DESCRIPTION OF THE TASK → Copy each of the lines below word for word, with nothing changed.

RECORDS FOR PROCESSING →
+ + + + +

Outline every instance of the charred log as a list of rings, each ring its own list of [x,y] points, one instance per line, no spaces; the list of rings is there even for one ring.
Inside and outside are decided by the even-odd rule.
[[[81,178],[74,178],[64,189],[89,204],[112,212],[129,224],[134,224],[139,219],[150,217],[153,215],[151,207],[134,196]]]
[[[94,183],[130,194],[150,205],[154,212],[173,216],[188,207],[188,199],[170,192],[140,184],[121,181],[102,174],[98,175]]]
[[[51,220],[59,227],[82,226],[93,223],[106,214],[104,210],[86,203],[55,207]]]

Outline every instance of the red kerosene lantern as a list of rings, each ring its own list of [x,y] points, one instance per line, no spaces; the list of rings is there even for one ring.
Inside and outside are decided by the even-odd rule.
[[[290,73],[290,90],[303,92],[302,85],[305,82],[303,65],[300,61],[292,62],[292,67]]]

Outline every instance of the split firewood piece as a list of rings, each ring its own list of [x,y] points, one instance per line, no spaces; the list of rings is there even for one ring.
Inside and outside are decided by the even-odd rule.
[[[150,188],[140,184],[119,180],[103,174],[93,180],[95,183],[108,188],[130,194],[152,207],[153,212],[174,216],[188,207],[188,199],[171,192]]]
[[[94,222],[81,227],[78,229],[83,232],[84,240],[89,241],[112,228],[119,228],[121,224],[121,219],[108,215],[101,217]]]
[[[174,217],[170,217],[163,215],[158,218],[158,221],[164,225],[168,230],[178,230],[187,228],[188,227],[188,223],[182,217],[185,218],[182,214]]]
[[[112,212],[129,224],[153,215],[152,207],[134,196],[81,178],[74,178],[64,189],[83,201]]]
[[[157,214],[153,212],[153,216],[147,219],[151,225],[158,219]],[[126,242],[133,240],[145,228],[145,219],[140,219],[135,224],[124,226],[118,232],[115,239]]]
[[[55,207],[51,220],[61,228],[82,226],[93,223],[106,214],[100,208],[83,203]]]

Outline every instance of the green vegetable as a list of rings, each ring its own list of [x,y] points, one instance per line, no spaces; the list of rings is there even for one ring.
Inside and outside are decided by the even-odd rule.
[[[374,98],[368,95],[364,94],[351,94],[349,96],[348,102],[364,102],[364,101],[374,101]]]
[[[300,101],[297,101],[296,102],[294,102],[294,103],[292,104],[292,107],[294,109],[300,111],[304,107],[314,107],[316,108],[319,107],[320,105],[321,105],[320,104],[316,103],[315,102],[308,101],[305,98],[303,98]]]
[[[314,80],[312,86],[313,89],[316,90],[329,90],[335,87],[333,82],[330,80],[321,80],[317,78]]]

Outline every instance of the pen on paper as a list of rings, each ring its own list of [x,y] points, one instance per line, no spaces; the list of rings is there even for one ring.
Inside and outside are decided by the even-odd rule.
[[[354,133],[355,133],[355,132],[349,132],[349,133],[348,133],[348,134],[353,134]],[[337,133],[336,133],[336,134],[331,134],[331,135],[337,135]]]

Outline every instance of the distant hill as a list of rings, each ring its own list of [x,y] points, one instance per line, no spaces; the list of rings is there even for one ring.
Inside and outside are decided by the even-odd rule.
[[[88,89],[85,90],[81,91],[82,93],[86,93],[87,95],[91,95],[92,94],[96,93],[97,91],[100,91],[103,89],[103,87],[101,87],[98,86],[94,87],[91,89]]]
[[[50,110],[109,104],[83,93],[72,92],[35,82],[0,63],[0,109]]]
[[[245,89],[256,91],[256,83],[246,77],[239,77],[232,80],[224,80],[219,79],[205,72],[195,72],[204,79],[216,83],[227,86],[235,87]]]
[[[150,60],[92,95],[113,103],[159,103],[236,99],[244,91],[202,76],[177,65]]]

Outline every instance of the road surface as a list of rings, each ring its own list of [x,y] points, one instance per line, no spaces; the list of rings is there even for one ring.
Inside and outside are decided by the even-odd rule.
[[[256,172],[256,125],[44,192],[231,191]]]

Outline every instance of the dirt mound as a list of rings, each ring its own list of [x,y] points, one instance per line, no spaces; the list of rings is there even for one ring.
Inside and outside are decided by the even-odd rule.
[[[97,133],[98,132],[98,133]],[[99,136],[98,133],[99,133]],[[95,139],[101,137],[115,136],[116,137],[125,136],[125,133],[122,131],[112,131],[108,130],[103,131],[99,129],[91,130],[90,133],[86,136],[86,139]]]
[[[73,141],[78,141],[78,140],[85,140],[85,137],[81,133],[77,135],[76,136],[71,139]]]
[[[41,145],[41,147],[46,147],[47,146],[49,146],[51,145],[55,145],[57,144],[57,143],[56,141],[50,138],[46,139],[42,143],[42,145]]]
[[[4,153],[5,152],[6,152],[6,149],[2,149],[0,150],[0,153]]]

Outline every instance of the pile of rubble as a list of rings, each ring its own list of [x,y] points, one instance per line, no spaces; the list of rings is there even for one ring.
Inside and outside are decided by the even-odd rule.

+ + + + +

ANSWER →
Outline every instance of the charred log as a list of rings, each ring its own list of [x,y] points, one instance per line, no spaces; the list of rings is there even for one ring.
Inside and outside are decided by the even-odd rule.
[[[81,178],[74,178],[64,189],[89,204],[112,212],[129,224],[134,224],[139,219],[150,217],[153,215],[151,207],[134,196]]]
[[[94,183],[130,194],[150,205],[154,212],[173,216],[188,207],[188,199],[170,192],[140,184],[121,181],[102,174],[98,175]]]
[[[51,220],[59,227],[82,226],[93,223],[106,214],[104,210],[86,203],[55,207]]]

Outline every instance of the red kerosene lantern as a list of rings, each ring its own list of [x,y] points, one instance per line, no spaces; the list of rings is there even for one ring.
Inside and outside are decided by the even-odd rule.
[[[290,73],[290,90],[303,92],[302,85],[305,82],[303,65],[300,61],[292,62],[292,67]]]

Outline every instance of the split firewood piece as a list of rings, each ring its own list of [x,y] points, one instance per line, no spaces; the list of rings is there even for one ring.
Inside and outside are decided by the even-odd rule.
[[[150,188],[140,184],[119,180],[103,174],[93,180],[95,183],[108,188],[130,194],[152,207],[153,212],[174,216],[188,207],[188,199],[171,192]]]
[[[94,222],[81,227],[78,229],[83,232],[84,240],[89,241],[112,228],[119,228],[121,224],[121,219],[108,215],[101,217]]]
[[[174,217],[170,217],[163,215],[158,218],[158,221],[164,225],[168,230],[178,230],[187,228],[188,227],[188,223],[182,217],[185,218],[182,214]]]
[[[112,212],[129,224],[153,215],[152,207],[134,196],[81,178],[74,178],[64,189],[83,201]]]
[[[157,214],[153,212],[153,216],[147,219],[151,225],[158,219]],[[126,242],[133,240],[145,228],[145,219],[140,219],[135,224],[124,226],[118,232],[115,239]]]
[[[55,207],[51,220],[61,228],[82,226],[93,223],[106,214],[100,208],[83,203]]]

Outline every instance of the green vegetable as a list of rings, each ring its own list of [x,y] points, one instance per line, no spaces; the list of rings is there even for one ring.
Inside and outside are decided by the even-odd rule.
[[[374,98],[368,95],[364,94],[351,94],[349,96],[348,102],[364,102],[364,101],[374,101]]]
[[[300,101],[297,101],[296,102],[294,102],[294,103],[292,104],[292,107],[294,109],[300,111],[304,107],[314,107],[316,108],[319,107],[320,105],[321,105],[320,104],[316,103],[315,102],[308,101],[305,98],[303,98]]]
[[[314,80],[312,86],[313,89],[316,90],[329,90],[335,87],[333,82],[330,80],[321,80],[317,78]]]

Outline every instance of the pen on paper as a list of rings, each ring its own list of [x,y] points, one instance per line, no spaces; the list of rings is there even for one ring.
Inside and outside are decided by the even-odd rule.
[[[354,133],[355,133],[355,132],[349,132],[349,133],[348,133],[348,134],[353,134]],[[337,133],[336,133],[336,134],[331,134],[331,135],[337,135]]]

Outline every instance of the distant hill as a list of rings, each ring its own list of [x,y] points, one instance per line, no spaces; the list of rings is there even for one ring.
Inside and outside are decided by the even-odd rule.
[[[88,89],[85,90],[81,91],[82,93],[86,93],[87,95],[91,95],[92,94],[96,93],[97,91],[100,91],[103,89],[103,87],[101,87],[98,86],[94,87],[91,89]]]
[[[50,110],[109,104],[83,93],[72,92],[35,82],[0,63],[0,109]]]
[[[245,89],[256,91],[256,83],[246,77],[239,77],[232,80],[224,80],[219,79],[205,72],[195,72],[204,79],[216,83],[227,86],[235,87]]]
[[[150,60],[92,95],[113,103],[159,103],[236,99],[244,91],[202,76],[177,65]]]

Outline every instance of the road surface as a list of rings, each ring its own list of [x,y] points, one instance per line, no spaces; the list of rings is there even for one ring.
Inside and outside are decided by the even-odd rule.
[[[256,172],[256,125],[44,192],[231,191]]]

Outline every instance of the dirt mound as a list of rings, each ring its own list of [x,y] points, one instance per line, no spaces; the list of rings is there even for one ring.
Inside and outside are decided by the even-odd rule.
[[[97,133],[98,132],[98,133]],[[99,136],[98,133],[99,133]],[[95,139],[101,137],[115,136],[116,137],[125,136],[125,133],[122,131],[112,131],[108,130],[103,131],[99,129],[91,130],[90,133],[86,136],[86,139]]]
[[[73,141],[78,141],[78,140],[85,140],[85,137],[81,133],[77,135],[76,136],[71,139]]]
[[[41,145],[41,147],[46,147],[47,146],[49,146],[51,145],[55,145],[57,144],[57,143],[56,141],[50,138],[46,139],[42,143],[42,145]]]
[[[4,153],[5,152],[6,152],[6,149],[2,149],[0,150],[0,153]]]

Outline every instance of the pile of rubble as a list of rings, each ring its own list of [x,y] points, one instance per line, no spaces; the list of rings is there even for one ring.
Inside and outside are decided by the even-odd rule.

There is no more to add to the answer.